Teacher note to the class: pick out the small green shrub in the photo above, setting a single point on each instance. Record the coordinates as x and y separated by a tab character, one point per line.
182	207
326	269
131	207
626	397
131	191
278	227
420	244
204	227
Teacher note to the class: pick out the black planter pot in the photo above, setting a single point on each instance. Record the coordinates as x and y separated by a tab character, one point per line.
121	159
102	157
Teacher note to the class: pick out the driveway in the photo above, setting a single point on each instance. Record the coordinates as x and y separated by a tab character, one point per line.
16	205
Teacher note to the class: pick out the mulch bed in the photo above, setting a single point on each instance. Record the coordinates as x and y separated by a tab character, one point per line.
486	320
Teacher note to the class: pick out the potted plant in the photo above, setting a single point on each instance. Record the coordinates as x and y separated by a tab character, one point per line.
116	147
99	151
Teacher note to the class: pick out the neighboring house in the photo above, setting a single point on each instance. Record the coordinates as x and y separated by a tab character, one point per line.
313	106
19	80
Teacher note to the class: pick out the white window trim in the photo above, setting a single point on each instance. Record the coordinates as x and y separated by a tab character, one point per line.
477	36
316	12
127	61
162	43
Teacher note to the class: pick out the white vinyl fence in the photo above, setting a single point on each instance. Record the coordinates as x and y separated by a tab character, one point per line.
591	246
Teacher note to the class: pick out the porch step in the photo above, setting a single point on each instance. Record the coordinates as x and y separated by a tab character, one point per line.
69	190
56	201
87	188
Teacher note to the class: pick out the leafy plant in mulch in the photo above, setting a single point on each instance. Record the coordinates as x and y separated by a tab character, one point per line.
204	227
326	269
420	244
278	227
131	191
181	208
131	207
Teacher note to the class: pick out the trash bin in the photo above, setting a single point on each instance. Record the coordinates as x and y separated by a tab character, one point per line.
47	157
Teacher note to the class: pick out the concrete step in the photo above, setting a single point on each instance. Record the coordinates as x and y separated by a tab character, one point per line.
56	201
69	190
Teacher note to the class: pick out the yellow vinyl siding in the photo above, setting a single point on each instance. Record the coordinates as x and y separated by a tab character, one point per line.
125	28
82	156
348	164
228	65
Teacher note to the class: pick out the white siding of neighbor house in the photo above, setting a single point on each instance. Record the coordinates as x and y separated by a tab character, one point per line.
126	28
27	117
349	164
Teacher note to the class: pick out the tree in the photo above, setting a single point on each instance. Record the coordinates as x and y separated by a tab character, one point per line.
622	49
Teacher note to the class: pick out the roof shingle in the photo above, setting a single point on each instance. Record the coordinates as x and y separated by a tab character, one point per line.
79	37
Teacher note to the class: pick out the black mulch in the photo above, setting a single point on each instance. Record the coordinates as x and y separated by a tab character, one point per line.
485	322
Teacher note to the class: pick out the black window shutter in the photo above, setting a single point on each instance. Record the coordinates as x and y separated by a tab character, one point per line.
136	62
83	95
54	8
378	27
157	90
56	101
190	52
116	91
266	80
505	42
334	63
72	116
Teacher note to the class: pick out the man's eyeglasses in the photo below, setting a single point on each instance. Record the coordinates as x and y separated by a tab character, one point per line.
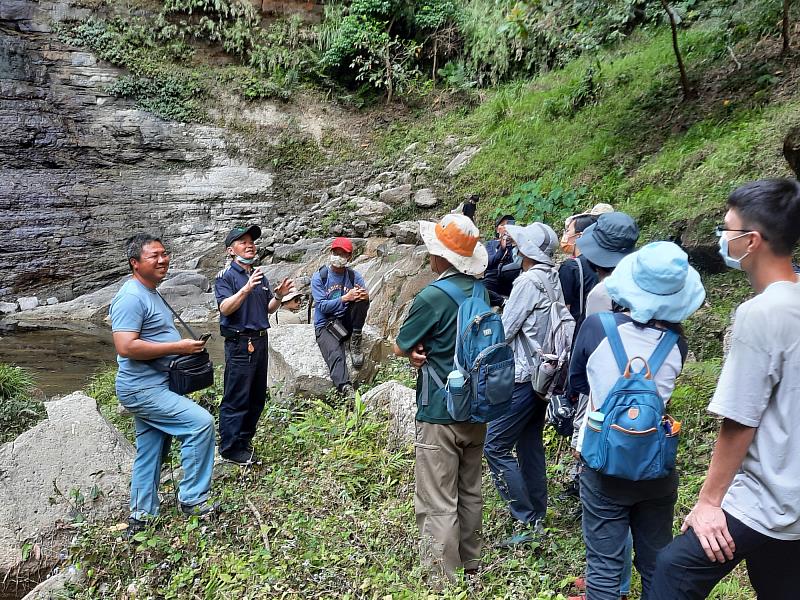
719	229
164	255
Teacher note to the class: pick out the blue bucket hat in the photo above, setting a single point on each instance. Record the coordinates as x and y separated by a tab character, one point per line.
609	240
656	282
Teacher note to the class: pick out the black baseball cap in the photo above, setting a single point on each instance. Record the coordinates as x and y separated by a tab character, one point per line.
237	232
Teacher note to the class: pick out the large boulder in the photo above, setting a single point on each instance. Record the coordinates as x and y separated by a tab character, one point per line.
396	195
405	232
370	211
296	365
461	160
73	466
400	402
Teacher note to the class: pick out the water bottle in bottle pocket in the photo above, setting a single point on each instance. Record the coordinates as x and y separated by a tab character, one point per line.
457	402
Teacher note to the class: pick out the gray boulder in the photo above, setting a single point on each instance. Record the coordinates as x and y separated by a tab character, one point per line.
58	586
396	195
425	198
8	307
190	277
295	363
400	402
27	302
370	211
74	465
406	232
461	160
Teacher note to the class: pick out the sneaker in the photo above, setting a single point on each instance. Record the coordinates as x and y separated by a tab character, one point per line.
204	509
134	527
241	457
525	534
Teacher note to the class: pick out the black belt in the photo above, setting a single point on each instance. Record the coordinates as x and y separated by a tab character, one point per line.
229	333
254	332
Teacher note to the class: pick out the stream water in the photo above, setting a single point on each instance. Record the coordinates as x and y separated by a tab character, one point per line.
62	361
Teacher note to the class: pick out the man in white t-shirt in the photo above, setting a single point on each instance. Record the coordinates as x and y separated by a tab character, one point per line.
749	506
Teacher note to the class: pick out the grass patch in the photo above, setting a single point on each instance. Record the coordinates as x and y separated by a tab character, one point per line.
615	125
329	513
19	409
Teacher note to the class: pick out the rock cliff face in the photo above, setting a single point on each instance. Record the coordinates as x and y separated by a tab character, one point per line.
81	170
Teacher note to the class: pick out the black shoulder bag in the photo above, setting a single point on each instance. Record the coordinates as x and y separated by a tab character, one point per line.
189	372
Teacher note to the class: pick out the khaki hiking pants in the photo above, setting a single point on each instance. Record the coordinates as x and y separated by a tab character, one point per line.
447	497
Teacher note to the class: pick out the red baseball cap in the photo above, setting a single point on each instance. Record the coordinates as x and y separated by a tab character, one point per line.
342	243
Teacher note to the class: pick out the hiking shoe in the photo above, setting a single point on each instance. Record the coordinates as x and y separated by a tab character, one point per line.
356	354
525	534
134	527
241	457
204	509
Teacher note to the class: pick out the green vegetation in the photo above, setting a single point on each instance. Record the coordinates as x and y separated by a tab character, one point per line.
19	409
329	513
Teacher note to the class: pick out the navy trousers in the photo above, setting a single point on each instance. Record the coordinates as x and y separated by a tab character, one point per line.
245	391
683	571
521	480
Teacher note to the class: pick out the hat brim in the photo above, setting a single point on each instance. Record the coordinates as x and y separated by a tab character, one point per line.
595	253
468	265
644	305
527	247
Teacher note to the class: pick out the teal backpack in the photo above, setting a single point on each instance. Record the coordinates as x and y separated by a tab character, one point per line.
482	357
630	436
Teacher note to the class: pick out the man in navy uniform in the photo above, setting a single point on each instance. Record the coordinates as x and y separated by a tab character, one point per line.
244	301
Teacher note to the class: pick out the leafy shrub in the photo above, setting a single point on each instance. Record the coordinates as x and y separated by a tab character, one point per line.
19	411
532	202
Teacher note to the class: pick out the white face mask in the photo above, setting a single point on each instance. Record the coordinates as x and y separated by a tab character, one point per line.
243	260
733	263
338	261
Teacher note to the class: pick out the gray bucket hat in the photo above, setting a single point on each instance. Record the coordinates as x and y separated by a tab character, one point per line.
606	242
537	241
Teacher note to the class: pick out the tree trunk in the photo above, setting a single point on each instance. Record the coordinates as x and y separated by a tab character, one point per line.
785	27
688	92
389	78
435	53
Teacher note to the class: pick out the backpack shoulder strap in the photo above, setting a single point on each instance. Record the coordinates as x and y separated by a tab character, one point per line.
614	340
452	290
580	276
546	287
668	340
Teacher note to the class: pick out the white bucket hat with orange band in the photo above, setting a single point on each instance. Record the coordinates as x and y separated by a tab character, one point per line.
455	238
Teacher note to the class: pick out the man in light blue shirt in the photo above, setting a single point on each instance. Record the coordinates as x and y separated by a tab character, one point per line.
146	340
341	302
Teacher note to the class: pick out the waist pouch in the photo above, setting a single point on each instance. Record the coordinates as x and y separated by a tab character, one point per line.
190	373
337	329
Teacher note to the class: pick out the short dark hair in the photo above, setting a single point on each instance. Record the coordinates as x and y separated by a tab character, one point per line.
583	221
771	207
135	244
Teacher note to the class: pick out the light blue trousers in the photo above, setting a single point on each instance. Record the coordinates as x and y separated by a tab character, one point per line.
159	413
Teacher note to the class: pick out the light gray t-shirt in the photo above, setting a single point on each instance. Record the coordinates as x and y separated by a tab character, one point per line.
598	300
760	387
-*-*-
#### Your objective
Your task is to reproduce, exactly and exclusively, the lines from the one holding "Teacher note to the class: pick out the man in light" through the final line of the listing.

#### Finished exercise
Teacher note to the class: pick out the man in light blue shirt in the photo above, setting a single point on each instance. Record the coordinates as x and y separated by a tab character, one point per line.
146	340
341	302
Teacher note to the class: pick out the waist pouch in the photo above, setting a single point on each instance. Record the coordinates as x and y separated by a tab character, one point per line.
190	373
337	329
Teacher note to the class: pick out the short dark hair in the photo above, setting a single point on each instance. Record the coordinates as x and y separated by a tab character, one point per line.
583	221
771	207
135	244
Teacher note to the class: pick out the light blue trousers in the photo above, setting a single point on each instance. Record the coordinates as x and y separated by a tab character, one point per line.
159	413
Teacher note to the class: pick out the light gray t-shirt in the photo above, setting a single point on each instance. Record the coordinates as x and y separated by a tab character, one point per line.
598	300
760	387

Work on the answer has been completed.